Objective:
Pull out every line of the records that contains the word "black" and list those lines in order.

::: Dataset :::

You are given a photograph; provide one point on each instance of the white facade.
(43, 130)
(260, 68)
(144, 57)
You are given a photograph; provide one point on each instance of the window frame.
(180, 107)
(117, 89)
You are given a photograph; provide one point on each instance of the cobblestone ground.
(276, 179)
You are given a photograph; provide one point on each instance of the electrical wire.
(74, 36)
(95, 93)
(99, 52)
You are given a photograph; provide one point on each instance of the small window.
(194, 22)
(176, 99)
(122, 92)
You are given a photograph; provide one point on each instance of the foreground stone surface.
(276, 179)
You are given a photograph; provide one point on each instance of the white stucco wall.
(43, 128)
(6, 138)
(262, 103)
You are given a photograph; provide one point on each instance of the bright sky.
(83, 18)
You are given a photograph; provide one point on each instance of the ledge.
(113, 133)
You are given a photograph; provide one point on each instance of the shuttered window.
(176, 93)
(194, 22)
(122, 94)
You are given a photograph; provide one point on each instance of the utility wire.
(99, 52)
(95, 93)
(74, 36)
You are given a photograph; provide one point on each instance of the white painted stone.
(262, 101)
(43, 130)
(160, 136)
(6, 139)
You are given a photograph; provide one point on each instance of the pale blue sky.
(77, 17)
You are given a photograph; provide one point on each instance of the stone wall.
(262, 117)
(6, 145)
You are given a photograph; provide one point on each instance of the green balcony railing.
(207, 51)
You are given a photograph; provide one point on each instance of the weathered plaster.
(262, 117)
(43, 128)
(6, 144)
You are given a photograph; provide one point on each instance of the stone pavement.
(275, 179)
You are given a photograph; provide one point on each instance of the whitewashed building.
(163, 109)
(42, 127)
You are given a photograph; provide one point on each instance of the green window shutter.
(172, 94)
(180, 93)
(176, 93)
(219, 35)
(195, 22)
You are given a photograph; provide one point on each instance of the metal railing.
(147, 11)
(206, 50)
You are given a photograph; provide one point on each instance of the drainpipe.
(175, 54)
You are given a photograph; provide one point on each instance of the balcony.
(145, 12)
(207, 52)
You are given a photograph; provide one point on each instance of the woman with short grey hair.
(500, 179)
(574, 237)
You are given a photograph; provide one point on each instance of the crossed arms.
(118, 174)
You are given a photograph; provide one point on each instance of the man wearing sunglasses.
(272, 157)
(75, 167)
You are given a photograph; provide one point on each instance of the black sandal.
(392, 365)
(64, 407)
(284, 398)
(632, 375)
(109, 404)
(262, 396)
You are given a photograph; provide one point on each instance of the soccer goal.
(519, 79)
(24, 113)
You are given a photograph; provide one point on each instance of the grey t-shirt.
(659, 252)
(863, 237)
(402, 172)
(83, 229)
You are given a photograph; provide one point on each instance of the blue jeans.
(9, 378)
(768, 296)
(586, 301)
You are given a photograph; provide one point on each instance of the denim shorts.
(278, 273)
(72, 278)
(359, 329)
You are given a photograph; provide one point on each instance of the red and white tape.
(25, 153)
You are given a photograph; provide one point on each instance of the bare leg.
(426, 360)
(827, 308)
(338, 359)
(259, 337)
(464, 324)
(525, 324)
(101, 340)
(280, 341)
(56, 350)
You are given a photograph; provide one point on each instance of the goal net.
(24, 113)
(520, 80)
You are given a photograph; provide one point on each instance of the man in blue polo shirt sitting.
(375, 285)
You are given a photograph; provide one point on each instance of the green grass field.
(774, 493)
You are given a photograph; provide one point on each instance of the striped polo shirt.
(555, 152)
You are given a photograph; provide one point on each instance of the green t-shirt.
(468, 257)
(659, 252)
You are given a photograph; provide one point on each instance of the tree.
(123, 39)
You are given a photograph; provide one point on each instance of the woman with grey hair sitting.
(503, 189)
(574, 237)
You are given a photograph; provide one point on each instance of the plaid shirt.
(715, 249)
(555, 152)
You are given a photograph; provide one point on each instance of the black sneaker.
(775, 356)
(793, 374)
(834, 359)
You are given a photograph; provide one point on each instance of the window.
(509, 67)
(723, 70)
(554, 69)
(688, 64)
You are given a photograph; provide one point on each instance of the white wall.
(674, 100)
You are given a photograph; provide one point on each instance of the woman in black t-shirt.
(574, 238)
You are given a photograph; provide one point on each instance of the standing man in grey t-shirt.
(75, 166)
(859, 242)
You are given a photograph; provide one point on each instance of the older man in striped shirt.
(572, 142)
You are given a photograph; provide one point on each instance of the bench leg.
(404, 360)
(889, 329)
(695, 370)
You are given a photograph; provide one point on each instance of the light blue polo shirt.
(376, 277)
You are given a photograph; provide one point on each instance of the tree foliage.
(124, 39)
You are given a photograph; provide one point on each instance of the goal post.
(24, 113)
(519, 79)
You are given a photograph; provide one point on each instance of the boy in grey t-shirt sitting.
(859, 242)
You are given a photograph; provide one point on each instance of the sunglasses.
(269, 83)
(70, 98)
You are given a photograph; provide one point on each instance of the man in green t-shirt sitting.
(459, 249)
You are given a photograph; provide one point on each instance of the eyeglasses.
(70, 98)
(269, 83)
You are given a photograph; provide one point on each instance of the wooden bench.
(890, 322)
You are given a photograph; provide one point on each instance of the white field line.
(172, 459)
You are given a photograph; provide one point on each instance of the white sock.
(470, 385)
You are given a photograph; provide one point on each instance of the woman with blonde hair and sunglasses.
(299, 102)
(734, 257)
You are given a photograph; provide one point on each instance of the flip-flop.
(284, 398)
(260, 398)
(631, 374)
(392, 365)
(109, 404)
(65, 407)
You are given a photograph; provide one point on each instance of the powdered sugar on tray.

:::
::: Dataset :::

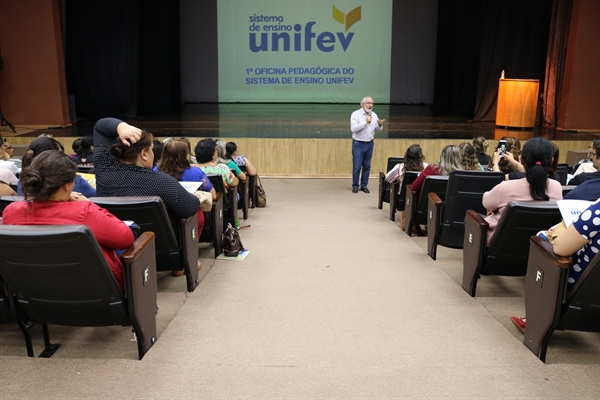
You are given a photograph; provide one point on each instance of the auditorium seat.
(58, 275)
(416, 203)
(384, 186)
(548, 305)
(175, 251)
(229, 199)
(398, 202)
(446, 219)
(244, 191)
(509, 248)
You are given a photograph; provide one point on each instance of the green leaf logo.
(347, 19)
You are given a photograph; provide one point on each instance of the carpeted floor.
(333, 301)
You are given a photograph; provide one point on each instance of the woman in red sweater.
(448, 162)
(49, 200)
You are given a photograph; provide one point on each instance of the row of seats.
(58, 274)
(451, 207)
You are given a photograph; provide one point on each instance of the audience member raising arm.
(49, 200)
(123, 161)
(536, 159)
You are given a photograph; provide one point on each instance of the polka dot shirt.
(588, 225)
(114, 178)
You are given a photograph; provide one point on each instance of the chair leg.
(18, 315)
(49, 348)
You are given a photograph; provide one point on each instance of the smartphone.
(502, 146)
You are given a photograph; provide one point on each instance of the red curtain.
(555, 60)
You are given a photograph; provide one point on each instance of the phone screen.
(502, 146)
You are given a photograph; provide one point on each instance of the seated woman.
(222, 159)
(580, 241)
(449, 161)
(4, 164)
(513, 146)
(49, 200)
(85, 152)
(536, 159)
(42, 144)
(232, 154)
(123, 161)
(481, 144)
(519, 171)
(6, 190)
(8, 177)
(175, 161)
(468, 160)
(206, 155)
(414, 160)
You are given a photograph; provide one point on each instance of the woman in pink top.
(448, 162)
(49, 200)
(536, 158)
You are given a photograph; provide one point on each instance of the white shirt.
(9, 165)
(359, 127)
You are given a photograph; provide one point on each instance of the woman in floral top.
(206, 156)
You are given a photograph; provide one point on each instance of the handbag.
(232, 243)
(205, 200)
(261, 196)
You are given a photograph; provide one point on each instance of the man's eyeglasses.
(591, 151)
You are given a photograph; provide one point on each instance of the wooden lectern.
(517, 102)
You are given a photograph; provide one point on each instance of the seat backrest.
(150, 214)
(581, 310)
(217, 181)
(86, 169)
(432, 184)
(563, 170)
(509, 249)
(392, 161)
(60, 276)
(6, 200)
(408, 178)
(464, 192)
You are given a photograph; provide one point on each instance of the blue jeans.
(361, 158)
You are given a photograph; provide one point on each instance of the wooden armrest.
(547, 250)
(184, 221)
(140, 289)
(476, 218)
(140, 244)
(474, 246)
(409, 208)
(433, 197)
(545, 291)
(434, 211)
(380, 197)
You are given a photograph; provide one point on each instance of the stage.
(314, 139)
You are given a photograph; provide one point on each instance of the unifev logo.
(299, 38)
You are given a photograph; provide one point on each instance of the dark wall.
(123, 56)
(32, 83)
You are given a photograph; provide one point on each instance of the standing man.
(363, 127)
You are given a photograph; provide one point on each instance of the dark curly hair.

:::

Answer below:
You are given a photograph; provide one point on each instance of the black sandal.
You are given a photograph; provide one point on each instance of the black sneaker.
You are given a photograph; provide one point on each instance of the woman in black t-shirt.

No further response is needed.